──────── Supplied text

A 17-year-old high school student recently arrested over a knife attack outside the University of Tokyo had at least four liters of flammable liquid with him, investigative sources said Tuesday.
On Saturday morning, two high school students and a 72-year-old man were stabbed in the back in front of a gate to the university's main campus as many people were arriving for nationwide university entrance exams.
While the injuries sustained by the male and female students were not life-threatening, the older man was seriously hurt. The police have arrested the teenager on suspicion of attempted murder.
Suspicious fires were spotted at no less than eight locations inside Todaimae subway station, near the crime scene, according to the sources.
The suspect was also quoted as telling investigators that he unsuccessfully tried to set fire to a backpack that had been moistened with a liquid on a running train, the sources said.
Police have found the backpack on the floor of a train car along with two plastic bottles containing inflammable liquid and surrounded by a pool of liquid.

────────────────
──────── Data extract

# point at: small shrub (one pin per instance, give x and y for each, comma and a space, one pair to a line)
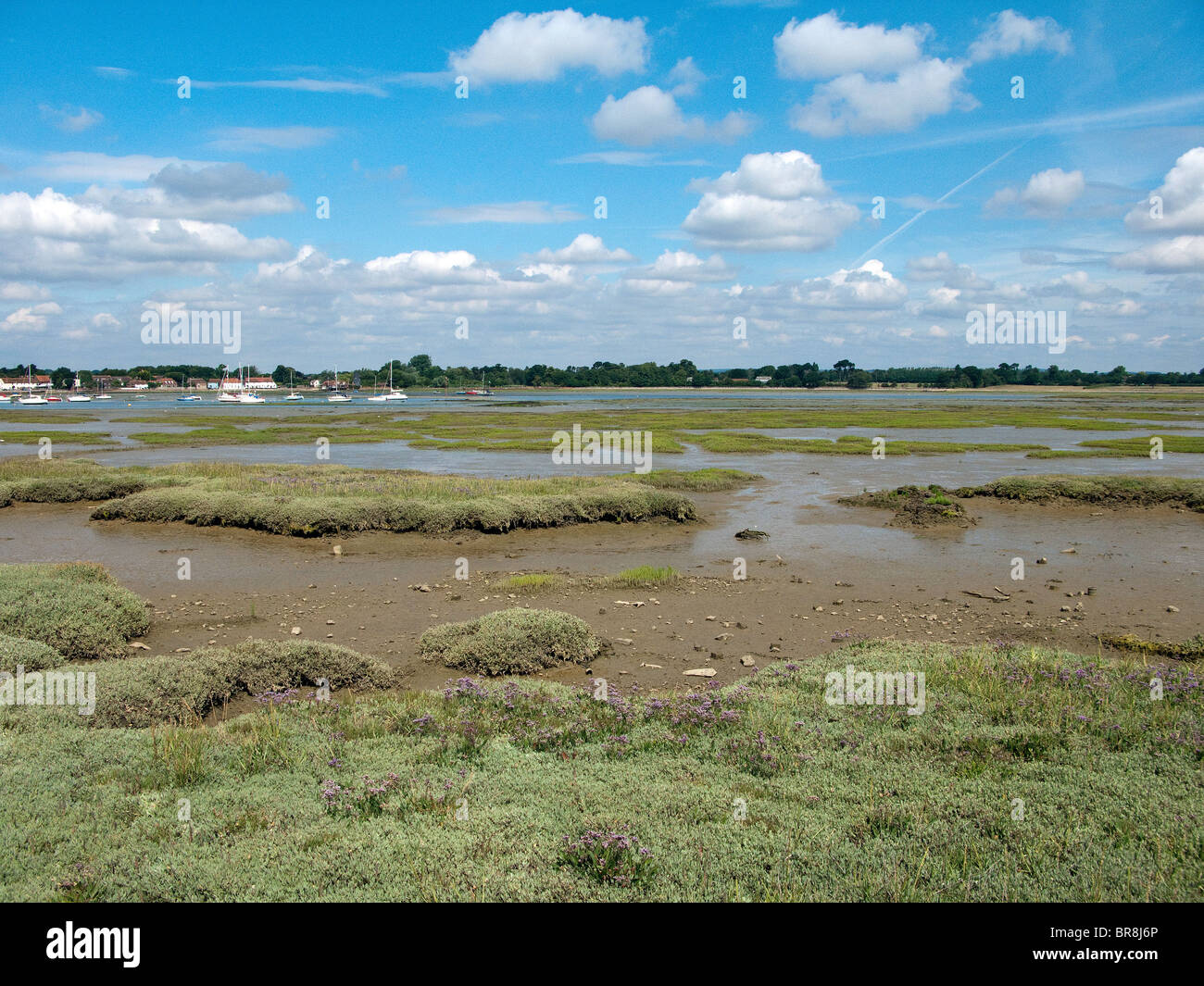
137, 692
32, 655
79, 609
608, 857
510, 642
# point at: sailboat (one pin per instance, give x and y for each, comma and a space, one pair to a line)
394, 393
228, 396
293, 393
336, 397
77, 396
245, 393
31, 397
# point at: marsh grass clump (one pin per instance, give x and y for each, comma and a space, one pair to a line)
645, 576
641, 577
510, 642
314, 501
139, 692
914, 505
609, 856
696, 481
1110, 780
77, 608
1187, 650
1103, 490
533, 581
31, 655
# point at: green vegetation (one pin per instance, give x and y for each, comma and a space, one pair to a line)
31, 655
510, 642
183, 688
79, 609
512, 791
101, 438
1106, 490
1187, 650
913, 505
641, 577
847, 444
332, 500
23, 481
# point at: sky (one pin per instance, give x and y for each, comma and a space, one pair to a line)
734, 183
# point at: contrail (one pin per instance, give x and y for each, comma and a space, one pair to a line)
920, 215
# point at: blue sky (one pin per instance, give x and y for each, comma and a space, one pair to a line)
878, 181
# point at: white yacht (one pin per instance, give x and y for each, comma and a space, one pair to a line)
393, 395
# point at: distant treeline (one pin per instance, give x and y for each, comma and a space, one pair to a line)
420, 371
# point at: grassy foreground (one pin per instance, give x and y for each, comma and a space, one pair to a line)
934, 505
1032, 776
320, 500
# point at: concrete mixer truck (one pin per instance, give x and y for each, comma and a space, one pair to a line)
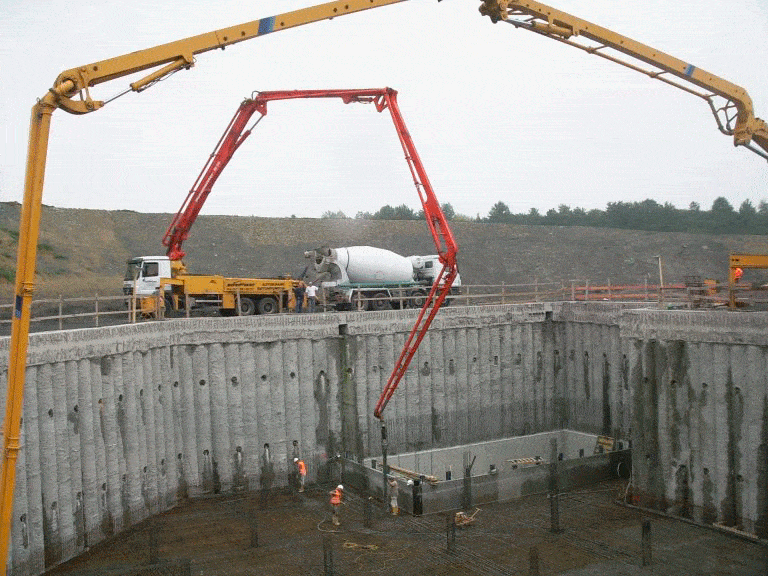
369, 278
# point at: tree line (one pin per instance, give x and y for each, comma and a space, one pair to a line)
721, 218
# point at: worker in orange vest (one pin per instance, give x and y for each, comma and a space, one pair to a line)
336, 496
302, 469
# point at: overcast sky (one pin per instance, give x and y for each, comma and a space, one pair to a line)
496, 113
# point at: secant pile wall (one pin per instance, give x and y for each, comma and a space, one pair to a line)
121, 422
700, 414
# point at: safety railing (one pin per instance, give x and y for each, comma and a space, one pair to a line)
98, 310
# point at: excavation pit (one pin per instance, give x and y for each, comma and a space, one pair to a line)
463, 476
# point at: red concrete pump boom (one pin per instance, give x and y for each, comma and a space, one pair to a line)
382, 98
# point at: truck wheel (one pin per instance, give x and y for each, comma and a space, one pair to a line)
268, 305
247, 307
380, 305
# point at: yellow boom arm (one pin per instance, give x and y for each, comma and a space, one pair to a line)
734, 113
71, 92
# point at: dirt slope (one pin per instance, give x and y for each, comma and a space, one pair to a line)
84, 251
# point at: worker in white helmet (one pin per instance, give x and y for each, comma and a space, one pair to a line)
336, 496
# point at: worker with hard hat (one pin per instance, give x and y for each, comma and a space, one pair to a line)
394, 488
336, 496
302, 470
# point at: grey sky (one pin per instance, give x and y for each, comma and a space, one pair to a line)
496, 113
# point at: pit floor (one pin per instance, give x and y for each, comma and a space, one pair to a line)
599, 537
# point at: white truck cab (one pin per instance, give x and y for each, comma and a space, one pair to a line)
142, 276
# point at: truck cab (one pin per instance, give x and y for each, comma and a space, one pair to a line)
426, 268
143, 274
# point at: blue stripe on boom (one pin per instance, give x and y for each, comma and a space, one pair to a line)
266, 25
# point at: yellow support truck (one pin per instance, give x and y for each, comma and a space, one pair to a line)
148, 276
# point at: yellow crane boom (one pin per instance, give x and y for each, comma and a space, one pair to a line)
730, 104
71, 92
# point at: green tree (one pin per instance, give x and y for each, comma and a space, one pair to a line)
448, 211
334, 215
499, 213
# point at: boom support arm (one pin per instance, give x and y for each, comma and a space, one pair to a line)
71, 92
735, 117
382, 98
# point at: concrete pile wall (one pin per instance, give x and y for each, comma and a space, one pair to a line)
120, 423
700, 414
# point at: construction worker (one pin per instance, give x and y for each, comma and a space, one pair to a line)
336, 496
394, 488
302, 469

────────────────

* Task requirements *
(a) Echo the news report word for word, starting with "Suspicious fires were" and going on through "pool of liquid.".
(b) According to the news report, where were the suspicious fires spotted?
The entries are independent material with no connection to the news report.

* Answer list *
(a)
Suspicious fires were spotted at no less than eight locations inside Todaimae subway station, near the crime scene, according to the sources.
The suspect was also quoted as telling investigators that he unsuccessfully tried to set fire to a backpack that had been moistened with a liquid on a running train, the sources said.
Police have found the backpack on the floor of a train car along with two plastic bottles containing inflammable liquid and surrounded by a pool of liquid.

(b) At no less than eight locations inside Todaimae subway station, near the crime scene.